_YOUR GOAL_
Retype the material word for word.

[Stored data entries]
┄┄┄┄┄┄┄┄┄┄

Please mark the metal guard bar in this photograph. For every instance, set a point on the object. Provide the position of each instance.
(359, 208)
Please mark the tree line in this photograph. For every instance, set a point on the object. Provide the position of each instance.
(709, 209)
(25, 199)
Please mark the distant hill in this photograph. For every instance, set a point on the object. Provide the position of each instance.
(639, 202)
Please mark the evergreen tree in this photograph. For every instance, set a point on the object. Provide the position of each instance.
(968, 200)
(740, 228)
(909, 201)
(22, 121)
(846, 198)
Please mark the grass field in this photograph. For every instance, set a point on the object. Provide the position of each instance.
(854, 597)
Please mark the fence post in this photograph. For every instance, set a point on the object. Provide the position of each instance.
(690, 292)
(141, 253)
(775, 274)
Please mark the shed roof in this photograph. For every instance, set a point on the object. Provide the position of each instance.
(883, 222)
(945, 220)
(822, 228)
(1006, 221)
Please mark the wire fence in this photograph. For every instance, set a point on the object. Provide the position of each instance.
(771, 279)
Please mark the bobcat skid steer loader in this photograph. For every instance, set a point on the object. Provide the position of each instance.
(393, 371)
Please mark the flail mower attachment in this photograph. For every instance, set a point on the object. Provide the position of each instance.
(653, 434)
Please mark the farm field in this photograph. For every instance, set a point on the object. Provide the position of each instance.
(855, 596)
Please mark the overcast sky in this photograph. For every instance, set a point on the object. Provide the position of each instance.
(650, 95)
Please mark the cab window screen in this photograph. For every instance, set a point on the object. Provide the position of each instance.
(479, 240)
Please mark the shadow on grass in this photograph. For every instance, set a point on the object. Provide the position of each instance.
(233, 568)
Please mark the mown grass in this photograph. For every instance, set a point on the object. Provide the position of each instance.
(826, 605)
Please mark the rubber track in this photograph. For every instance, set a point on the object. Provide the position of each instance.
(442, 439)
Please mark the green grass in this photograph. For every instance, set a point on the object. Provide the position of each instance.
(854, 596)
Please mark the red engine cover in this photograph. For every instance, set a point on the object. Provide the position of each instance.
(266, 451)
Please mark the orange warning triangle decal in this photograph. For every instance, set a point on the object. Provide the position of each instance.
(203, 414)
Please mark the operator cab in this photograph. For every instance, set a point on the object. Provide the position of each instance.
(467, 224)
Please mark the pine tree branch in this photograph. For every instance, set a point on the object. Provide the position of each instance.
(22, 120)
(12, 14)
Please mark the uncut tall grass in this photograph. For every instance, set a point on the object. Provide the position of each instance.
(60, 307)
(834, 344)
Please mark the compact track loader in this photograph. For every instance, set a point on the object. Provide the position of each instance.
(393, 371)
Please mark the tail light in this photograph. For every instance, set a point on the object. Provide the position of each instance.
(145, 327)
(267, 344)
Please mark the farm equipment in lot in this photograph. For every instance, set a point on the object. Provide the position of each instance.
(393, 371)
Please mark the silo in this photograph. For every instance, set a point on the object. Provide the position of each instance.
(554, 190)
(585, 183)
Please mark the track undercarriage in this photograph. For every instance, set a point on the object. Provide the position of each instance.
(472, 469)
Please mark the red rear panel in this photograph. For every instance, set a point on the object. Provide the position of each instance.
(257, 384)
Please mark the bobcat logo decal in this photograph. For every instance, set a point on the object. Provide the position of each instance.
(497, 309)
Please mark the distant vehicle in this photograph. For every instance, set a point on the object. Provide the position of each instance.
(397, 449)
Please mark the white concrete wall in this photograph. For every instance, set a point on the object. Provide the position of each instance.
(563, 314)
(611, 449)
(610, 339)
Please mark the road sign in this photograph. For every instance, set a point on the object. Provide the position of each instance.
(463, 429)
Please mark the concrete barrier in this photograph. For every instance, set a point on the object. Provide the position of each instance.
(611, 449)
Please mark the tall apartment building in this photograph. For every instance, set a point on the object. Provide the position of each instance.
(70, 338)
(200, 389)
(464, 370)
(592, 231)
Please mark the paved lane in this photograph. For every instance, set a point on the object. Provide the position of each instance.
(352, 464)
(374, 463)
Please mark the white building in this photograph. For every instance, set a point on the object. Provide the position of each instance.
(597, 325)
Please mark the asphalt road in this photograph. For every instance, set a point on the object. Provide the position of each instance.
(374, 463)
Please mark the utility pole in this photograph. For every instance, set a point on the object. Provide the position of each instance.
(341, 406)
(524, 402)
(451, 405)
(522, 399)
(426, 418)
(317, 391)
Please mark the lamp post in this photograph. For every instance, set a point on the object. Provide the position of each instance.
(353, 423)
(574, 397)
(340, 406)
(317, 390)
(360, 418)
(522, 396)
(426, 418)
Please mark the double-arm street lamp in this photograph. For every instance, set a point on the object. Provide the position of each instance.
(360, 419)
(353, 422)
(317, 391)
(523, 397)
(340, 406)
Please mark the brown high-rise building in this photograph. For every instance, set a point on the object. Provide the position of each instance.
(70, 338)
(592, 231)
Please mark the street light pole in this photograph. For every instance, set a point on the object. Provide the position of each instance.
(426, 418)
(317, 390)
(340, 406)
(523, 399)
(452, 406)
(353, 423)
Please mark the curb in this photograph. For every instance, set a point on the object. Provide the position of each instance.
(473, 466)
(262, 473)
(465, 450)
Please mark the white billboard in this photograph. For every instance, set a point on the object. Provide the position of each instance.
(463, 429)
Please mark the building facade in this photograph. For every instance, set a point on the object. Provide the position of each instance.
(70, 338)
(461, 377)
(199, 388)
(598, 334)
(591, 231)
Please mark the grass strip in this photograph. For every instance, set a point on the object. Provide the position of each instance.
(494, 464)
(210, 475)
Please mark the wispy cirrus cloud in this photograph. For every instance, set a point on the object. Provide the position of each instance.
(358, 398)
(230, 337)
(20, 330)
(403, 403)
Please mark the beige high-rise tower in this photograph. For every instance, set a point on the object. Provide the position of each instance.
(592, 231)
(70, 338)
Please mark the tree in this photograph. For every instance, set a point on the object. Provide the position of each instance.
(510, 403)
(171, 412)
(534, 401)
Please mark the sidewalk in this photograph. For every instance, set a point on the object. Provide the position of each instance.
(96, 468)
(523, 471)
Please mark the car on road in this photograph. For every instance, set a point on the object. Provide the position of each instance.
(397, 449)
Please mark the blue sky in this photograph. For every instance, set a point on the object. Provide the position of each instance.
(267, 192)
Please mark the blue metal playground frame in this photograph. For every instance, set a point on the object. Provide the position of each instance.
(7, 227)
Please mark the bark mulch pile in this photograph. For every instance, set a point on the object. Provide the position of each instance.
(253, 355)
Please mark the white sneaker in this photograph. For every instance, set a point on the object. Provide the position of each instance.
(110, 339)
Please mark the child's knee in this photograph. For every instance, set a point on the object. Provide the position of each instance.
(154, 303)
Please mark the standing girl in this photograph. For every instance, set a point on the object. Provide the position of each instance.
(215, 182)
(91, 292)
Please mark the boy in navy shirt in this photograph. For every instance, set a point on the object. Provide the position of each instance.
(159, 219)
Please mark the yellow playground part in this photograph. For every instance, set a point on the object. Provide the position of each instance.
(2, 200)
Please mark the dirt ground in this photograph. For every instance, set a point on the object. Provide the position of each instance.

┄┄┄┄┄┄┄┄┄┄

_PROBLEM SOLUTION_
Please mark the metal guard bar in this photograph. For every instance, set a point on the object. Provide the position of each instance.
(359, 208)
Please mark the tree line in this photograph. For every instance, set a point on the object. Provide the position of each instance.
(709, 209)
(25, 199)
Please mark the distant hill in this photograph. For every instance, set a point on the object. Provide the position of each instance.
(639, 202)
Please mark the evergreen tree in this photograph. For every instance, set a point on the object. Provide the position of each instance.
(968, 200)
(740, 228)
(909, 201)
(22, 121)
(846, 198)
Please mark the grass field in this photograph. For every instance, set a point on the object. Provide the position of each instance.
(854, 597)
Please mark the fence post in this photograph. For every instance, set a point on the object. Provide the position of each instance.
(690, 292)
(141, 253)
(775, 274)
Please mark the shed roof in this photograph. For every instance, set a point on the object. Provide the position of each instance.
(883, 222)
(945, 220)
(822, 228)
(1006, 221)
Please mark the wire fence in this photograph. For every instance, set a point on the object. Provide the position of each instance.
(771, 279)
Please mark the bobcat skid steer loader in this photograph. For every instance, set a point on the object. Provide the position of each instance.
(393, 371)
Please mark the flail mower attachment in this photograph. For every instance, set a point on the object. Provide the position of each instance.
(653, 434)
Please mark the farm field in this photograph. For every instance, set a point on the object. Provide the position of each instance.
(855, 596)
Please mark the overcast sky in this photograph. For every instance, set a point on the object. Provide the position of each instance.
(650, 95)
Please mark the cab window screen in this photograph. For every instance, set a point on the object. Provide the position of each instance.
(479, 240)
Please mark the shadow on grass in this photograph. For every instance, set a point on the object. Provide the position of each instance.
(233, 568)
Please mark the mown grass in this photograph. For every instance, set a point on the object. Provide the position of each instance.
(826, 605)
Please mark the rubber track in this photograph. For every instance, set a point on the object. Provide the position of each instance.
(442, 439)
Please mark the green grass in this photograph. For every instance, set a point on the object. Provide the position of each instance.
(854, 596)
Please mark the red engine cover in this photograph. For every instance, set a point on the object. Provide the position of each instance.
(266, 451)
Please mark the orange warning triangle decal in this photograph. For every instance, set a point on the object. Provide the position of each instance.
(203, 414)
Please mark the operator cab in this photograph. For every instance, set a point on the object. Provide the position of each instance.
(467, 224)
Please mark the pine tree branch in this photograph. For every instance, set a point on the object. Provide the position of each instance.
(22, 120)
(12, 14)
Please mark the uncut tall grass in this photograph. For every instance, set a point on the object. Provide the position of each instance.
(60, 307)
(834, 344)
Please mark the compact track loader in this photograph. For every instance, set a point on the object. Provide the position of each instance.
(393, 371)
Please mark the tail light in this photograph. For every instance, set a point on the object. Provide the position of each instance.
(145, 327)
(267, 344)
Please mark the farm equipment in lot in this photograph. For every instance, set a point on the object. Provide the position of each instance.
(393, 371)
Please mark the silo in this photograph. For every instance, set a point on the object. Provide the position of each instance.
(554, 190)
(585, 183)
Please mark the track undercarriage in this photograph. For every instance, set a point on the object. Provide the position of each instance.
(472, 469)
Please mark the red rear panel in this photograph. For every instance, set a point on the object. Provide the position of each instance.
(257, 384)
Please mark the bobcat logo decal in this photograph. For every instance, set a point on the object. Provide the position of each instance.
(497, 309)
Please mark the distant vehicle in this photograph. For every instance, set a point on the object. Provide the position of each instance.
(397, 449)
Please mark the white concrete wall in this photograph. For every instance, set a point on the object. Provide the position of each instance.
(563, 314)
(611, 449)
(610, 339)
Please mark the road sign in this photograph. For every instance, set a point on the object. Provide the position of each instance.
(463, 429)
Please mark the concrete barrier in this photograph. For every instance, set a point on the object. Provide the position of each instance.
(611, 449)
Please mark the tall apartment building in this photograph. For every instance, set a point on the object. Provide the position of each instance.
(70, 338)
(200, 389)
(464, 370)
(592, 231)
Please mark the paved lane in this photograph. For every instance, set a point on the object. Provide the position of each instance.
(352, 464)
(374, 463)
Please mark the white building in this photograph. For every instance, set a point on the object. Provide the position of each instance.
(597, 325)
Please mark the asphalt road in this photograph. For every instance, set a point on the object. Provide the position of each instance.
(374, 463)
Please mark the utility pole in this photograph. For every instance, set a point on the object. Provide the position of each instance.
(341, 406)
(524, 402)
(451, 405)
(522, 399)
(426, 418)
(317, 391)
Please mark the lamp post in this photograph. For every instance, set a point on the object. Provide the position of each instance.
(353, 423)
(574, 397)
(340, 406)
(317, 390)
(360, 418)
(522, 396)
(426, 418)
Please mark the double-arm street lamp in this photograph. For every instance, set a point on the object. Provide the position of each instance.
(360, 419)
(353, 422)
(317, 391)
(523, 397)
(340, 406)
Please mark the brown high-rise building in this photograph. For every instance, set a point on the object. Provide the position of each instance.
(70, 338)
(592, 231)
Please mark the street light pole in this photograph. For every instance, set a point on the object. Provide the position of each instance.
(426, 418)
(317, 390)
(340, 406)
(523, 399)
(452, 406)
(353, 423)
Please mark the curb in this photograph. For every instance, set a point on the object. Provide the position of each instance.
(473, 466)
(262, 473)
(465, 450)
Please mark the white billboard in this photograph. For every instance, set a point on the object. Provide the position of each instance.
(463, 429)
Please mark the building facade in this photograph. For every instance, set a point on the object. Provide the position of each instance.
(70, 338)
(461, 377)
(199, 388)
(598, 334)
(591, 231)
Please mark the grass strip in this photograph. For every instance, set a point on the object. Provide the position of each instance.
(494, 464)
(210, 475)
Please mark the wispy cirrus cloud in this photograph. For every instance, set a point on the object. Provide the position of each instance.
(358, 398)
(230, 337)
(20, 330)
(403, 403)
Please mark the beige high-rise tower in this photograph. For every instance, set a point on the object. Provide the position of each instance.
(592, 231)
(70, 338)
Please mark the tree in this photograph. For every instance, set a point on the object. Provide the position of each instance.
(510, 403)
(171, 412)
(534, 401)
Please mark the sidewalk in this photograph. For every instance, set a point on the object. Provide the position of each instance.
(96, 468)
(523, 471)
Please mark the car on road in this photograph. For every instance, set a point on the object. Provide the position of each instance.
(397, 449)
Please mark the blue sky in this photograph. For every instance, set a point on the object. Provide the position of each instance.
(267, 192)
Please mark the blue metal playground frame in this photograph. For every instance, set a point on the object. Provide the position of each instance.
(7, 227)
Please mark the bark mulch pile in this photograph. For every instance, set a point on the object. Provide the position of each instance.
(253, 355)
Please mark the white sneaker in this photograph. For every instance, set a point on the object. Provide the position of each instance.
(110, 339)
Please mark the child's knee in this photograph. For every instance, set a point on the object. Provide the position of each instance.
(154, 303)
Please mark the standing girl in this photograph. For every instance, set a point on the object. Provide the position of each instance.
(215, 182)
(91, 292)
Please mark the boy in navy shirt in this photograph. For every instance, set a point on the object. Provide the position of each instance.
(159, 219)
Please mark the yellow playground part in this photograph. For every instance, set a point on the object. Provide the position of each instance.
(2, 200)
Please mark the dirt ground in this photograph. For every instance, set a point on the object. Provide the position of each instance.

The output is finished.